Originally Posted by bsms
all the studies I've seen indicate a reduction in serious injuries of around 50-80%.
That's interesting since all the studies I've seen show most injuries happen to the upper extemities, followed by the lower, followed by the torso and then comes the head/neck (as a combined area, but you can separate them to reduce their %).
Most common injury is to soft tissue. The most common serious injury is a broken bone.
The studies you're looking at are likely a reduction to serious "head" injury.
In (let's see...1968...2013) 45 years of riding and working with, well, a LOT of horses
(I'd never remember every horse I've ridden), I've hit the ground (gates and other objectss) more times than I care to think about but never (knock on wood) hit my head on anything...yet... although I've had a couple of shoulder injuries, cracked ribs, sprains, etc... Know of far more cases of broken bones and soft tissue injuries beyond remembering. Have a cousin who was launched into a tree when the horse went down while running. Broke her shoulder and give soft tissue injuries to her face (shoving her braces into her lips). She wasn't wearing a helmet (none of us did back then....it was a working farm), but it wouldn't wouldn't have made a difference if she had been. In fact I've only known (personally) to people who suffered serious head/neck injuries. One (who was not wearing a helmet) was hospitalized with a serious concussion, but luckily she survived it. The other was wearing a helmet, but a broken neck killed her (her head was ok though).
I agree it is pretty much playing the odds, but it doesn't provide any protection for the majority of injuries that are sustained. Even so would never discourage anyone from wearing one and would encourage them to. I make my grandchildren wear a helmet when they ride and I encourage my children and girlfriend to, but only because it makes me feel better (which they feel gives them license to lecture me for not wearing one
.....especially my girlfriend). However, even when they don't wear a helmet I'm more worry about neck and back than I am their head.
Of course they make padded vests and even neck protection too now days. That would reduce the risk to mainly the extremeties which still make up over half of the injuries reported.
Riding horses is dangerous. As a % more people are injured each year from horses than from motorcycles or cars (you ladies make up the largest number, but what do you expect with more women riding now). With or without helmets we ride at our own risk and take our chances or we give up riding and find something else to do.
────────────────────
# YOUR INSTRUCTIONS:
Reproduce the stretch of the post on horse riding injuries above from "Of course they" through "the injuries reported.".

# RAW DATA:
────────────────────
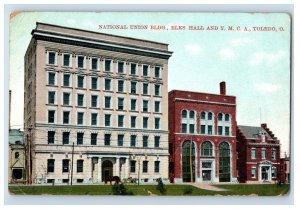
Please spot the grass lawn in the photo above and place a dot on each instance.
(172, 190)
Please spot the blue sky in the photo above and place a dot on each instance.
(255, 65)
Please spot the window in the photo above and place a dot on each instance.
(220, 130)
(66, 137)
(157, 72)
(107, 139)
(80, 117)
(133, 89)
(156, 141)
(120, 86)
(51, 97)
(66, 98)
(80, 100)
(94, 84)
(157, 123)
(263, 154)
(203, 115)
(156, 166)
(207, 149)
(253, 172)
(66, 117)
(145, 166)
(145, 122)
(157, 90)
(120, 120)
(80, 138)
(94, 64)
(132, 166)
(209, 116)
(107, 120)
(67, 60)
(79, 166)
(253, 154)
(107, 101)
(145, 105)
(51, 116)
(94, 138)
(94, 117)
(107, 65)
(66, 80)
(107, 84)
(120, 103)
(227, 131)
(133, 69)
(133, 140)
(51, 77)
(145, 88)
(17, 155)
(50, 165)
(80, 62)
(209, 129)
(133, 121)
(156, 106)
(51, 58)
(145, 141)
(133, 104)
(65, 165)
(120, 67)
(51, 137)
(80, 81)
(184, 128)
(94, 100)
(120, 140)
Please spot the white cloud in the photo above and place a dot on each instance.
(192, 49)
(265, 88)
(267, 58)
(227, 53)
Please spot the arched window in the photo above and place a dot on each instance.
(227, 117)
(206, 149)
(209, 116)
(220, 117)
(184, 114)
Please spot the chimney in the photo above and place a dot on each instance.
(223, 88)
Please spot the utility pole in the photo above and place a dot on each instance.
(72, 164)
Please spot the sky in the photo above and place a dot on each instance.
(254, 64)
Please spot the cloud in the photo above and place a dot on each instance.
(193, 49)
(268, 58)
(266, 88)
(227, 53)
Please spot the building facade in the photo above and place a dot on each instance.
(95, 106)
(16, 157)
(202, 136)
(258, 154)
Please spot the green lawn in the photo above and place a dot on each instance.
(176, 190)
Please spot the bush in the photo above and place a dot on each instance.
(120, 189)
(188, 190)
(161, 187)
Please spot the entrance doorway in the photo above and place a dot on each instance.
(107, 170)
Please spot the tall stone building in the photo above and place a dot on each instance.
(105, 94)
(202, 136)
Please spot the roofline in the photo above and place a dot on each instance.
(108, 34)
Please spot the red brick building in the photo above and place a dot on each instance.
(258, 154)
(202, 136)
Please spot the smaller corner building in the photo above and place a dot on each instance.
(202, 138)
(258, 155)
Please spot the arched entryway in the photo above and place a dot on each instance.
(188, 162)
(107, 169)
(224, 162)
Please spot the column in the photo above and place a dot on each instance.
(118, 166)
(99, 170)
────────────────────
# EXERCISE RESULT:
Of course they make padded vests and even neck protection too now days. That would reduce the risk to mainly the extremeties which still make up over half of the injuries reported.